_Exercise directions_
Each entry is to be retyped exactly as it appears, and each image is to be dropped.

_Source material_
════════════════════

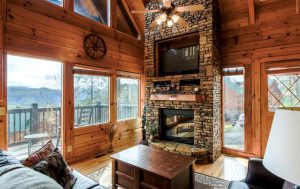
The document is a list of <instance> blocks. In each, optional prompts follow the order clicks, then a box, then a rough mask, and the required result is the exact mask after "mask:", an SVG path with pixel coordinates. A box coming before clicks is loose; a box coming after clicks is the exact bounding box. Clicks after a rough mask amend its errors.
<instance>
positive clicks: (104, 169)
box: [88, 163, 229, 189]
mask: <svg viewBox="0 0 300 189" xmlns="http://www.w3.org/2000/svg"><path fill="white" fill-rule="evenodd" d="M111 174H112V166H111V163H110V164H108V165H107V166H105V167H103V168H102V169H99V170H97V171H95V172H93V173H91V174H89V175H88V177H89V178H91V179H93V180H95V181H98V182H99V184H100V185H102V186H105V187H107V188H112V185H111V178H112V176H111ZM228 185H229V181H226V180H222V179H219V178H215V177H211V176H207V175H204V174H200V173H195V189H227V188H228Z"/></svg>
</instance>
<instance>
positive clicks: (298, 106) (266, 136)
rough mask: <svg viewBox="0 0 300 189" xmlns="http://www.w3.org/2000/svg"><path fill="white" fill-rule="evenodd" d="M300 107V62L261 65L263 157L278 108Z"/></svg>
mask: <svg viewBox="0 0 300 189" xmlns="http://www.w3.org/2000/svg"><path fill="white" fill-rule="evenodd" d="M291 107H300V60H299V61H284V62H272V63H262V64H261V155H262V156H263V155H264V153H265V149H266V145H267V142H268V138H269V133H270V129H271V127H272V121H273V118H274V112H275V110H276V109H277V108H291Z"/></svg>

════════════════════

_Result_
The document is a list of <instance> blocks. In each, optional prompts follow the order clicks, then a box, then a rough mask, and the required result is the exact mask after "mask:", an SVG path with pixel coordinates. A box coming before clicks is loose; a box coming after clicks is the exact bounding box. Clicks after a rough mask amend its errors.
<instance>
positive clicks: (104, 169)
box: [88, 163, 229, 189]
mask: <svg viewBox="0 0 300 189" xmlns="http://www.w3.org/2000/svg"><path fill="white" fill-rule="evenodd" d="M111 174H112V166H111V163H110V164H108V165H107V166H105V167H103V168H102V169H99V170H97V171H95V172H93V173H91V174H89V175H88V177H89V178H91V179H93V180H95V181H98V182H99V184H100V185H102V186H105V187H107V188H112V185H111V178H112V176H111ZM228 185H229V181H226V180H222V179H219V178H215V177H211V176H207V175H204V174H200V173H195V189H227V188H228Z"/></svg>
</instance>
<instance>
positive clicks: (298, 106) (266, 136)
rough mask: <svg viewBox="0 0 300 189" xmlns="http://www.w3.org/2000/svg"><path fill="white" fill-rule="evenodd" d="M300 107V62L261 65L263 157L278 108Z"/></svg>
mask: <svg viewBox="0 0 300 189" xmlns="http://www.w3.org/2000/svg"><path fill="white" fill-rule="evenodd" d="M291 107H300V60H299V61H284V62H272V63H262V64H261V155H262V156H263V155H264V153H265V149H266V145H267V142H268V138H269V133H270V129H271V127H272V121H273V118H274V112H275V110H276V109H277V108H291Z"/></svg>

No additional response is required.